→ EXERCISE GOAL
What is needed is an exact copy of every entry.

→ PROVIDED DATA
※ ※ ※

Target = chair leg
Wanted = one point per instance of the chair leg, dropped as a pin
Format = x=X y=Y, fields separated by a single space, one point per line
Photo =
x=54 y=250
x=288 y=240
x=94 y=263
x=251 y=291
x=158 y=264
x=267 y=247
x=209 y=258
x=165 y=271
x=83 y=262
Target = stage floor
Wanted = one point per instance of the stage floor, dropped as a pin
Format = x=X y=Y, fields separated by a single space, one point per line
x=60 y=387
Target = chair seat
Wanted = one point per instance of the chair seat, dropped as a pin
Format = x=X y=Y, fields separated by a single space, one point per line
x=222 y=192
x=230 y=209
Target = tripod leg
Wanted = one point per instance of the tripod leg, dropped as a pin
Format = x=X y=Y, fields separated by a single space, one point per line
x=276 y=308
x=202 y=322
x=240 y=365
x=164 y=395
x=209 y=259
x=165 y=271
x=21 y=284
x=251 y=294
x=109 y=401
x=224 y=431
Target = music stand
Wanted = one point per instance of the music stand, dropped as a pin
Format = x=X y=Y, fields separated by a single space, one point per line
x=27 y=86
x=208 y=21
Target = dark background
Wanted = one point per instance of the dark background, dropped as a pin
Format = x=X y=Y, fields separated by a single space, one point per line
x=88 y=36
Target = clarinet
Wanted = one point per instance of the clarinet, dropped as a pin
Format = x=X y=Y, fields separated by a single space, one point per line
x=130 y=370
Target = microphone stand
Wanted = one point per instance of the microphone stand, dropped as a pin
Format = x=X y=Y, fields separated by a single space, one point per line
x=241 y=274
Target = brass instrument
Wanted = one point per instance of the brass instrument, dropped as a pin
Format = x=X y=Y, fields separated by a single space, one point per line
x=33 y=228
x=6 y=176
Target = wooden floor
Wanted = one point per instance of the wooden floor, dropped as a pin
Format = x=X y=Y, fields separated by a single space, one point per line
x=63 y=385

※ ※ ※

→ WRITTEN ANSWER
Target = chair leg
Wanted = one point per instance of the chair leg, dropped as a pin
Format = x=X y=Y, fields separated by a single space, one point per line
Photo =
x=54 y=250
x=288 y=240
x=94 y=263
x=251 y=291
x=158 y=264
x=267 y=247
x=209 y=258
x=165 y=271
x=83 y=262
Target = stage floor
Wanted = one point per instance of the stage floor, dropped as a pin
Format = x=X y=Y, fields separated by a single space, one point per line
x=60 y=387
Target = chair seat
Wanted = one point per instance of the chair seat, dropped as a pin
Format = x=X y=Y, fields separated by a single space, one point per line
x=222 y=192
x=230 y=209
Target = tripod leg
Wanted = one point per instance of the tripod leg, dropped as a pin
Format = x=X y=Y, fields separated by a single space, one point per line
x=276 y=308
x=202 y=322
x=240 y=365
x=164 y=395
x=209 y=259
x=165 y=271
x=21 y=284
x=251 y=294
x=109 y=401
x=224 y=431
Target = music stand
Wanted = one point per instance of the music stand, dropped as a pin
Format = x=X y=Y, fields separated by a single space, one point per line
x=27 y=86
x=208 y=21
Target = dark background
Wanted = one point per instance of the dark background, dropped as a pin
Format = x=X y=Y, fields separated by a single space, one point per line
x=88 y=36
Target = clarinet
Wanted = one point per instance of the clarinet, dropped as a pin
Format = x=X y=Y, fields separated by a single space, one point per line
x=130 y=370
Target = microphone stand
Wanted = one point per instance of the microphone stand, dropped as a pin
Format = x=X y=Y, fields separated by a single space, one point per line
x=241 y=274
Target = brass instrument
Wanted = one point per instance of the brass instrument, dropped as a pin
Format = x=X y=Y, fields separated by a single space, one point per line
x=33 y=228
x=6 y=176
Target = wooden floor
Wanted = one point per instance of the wooden floor, dropped as a pin
Format = x=X y=Y, fields separated by a single space, one point per line
x=63 y=385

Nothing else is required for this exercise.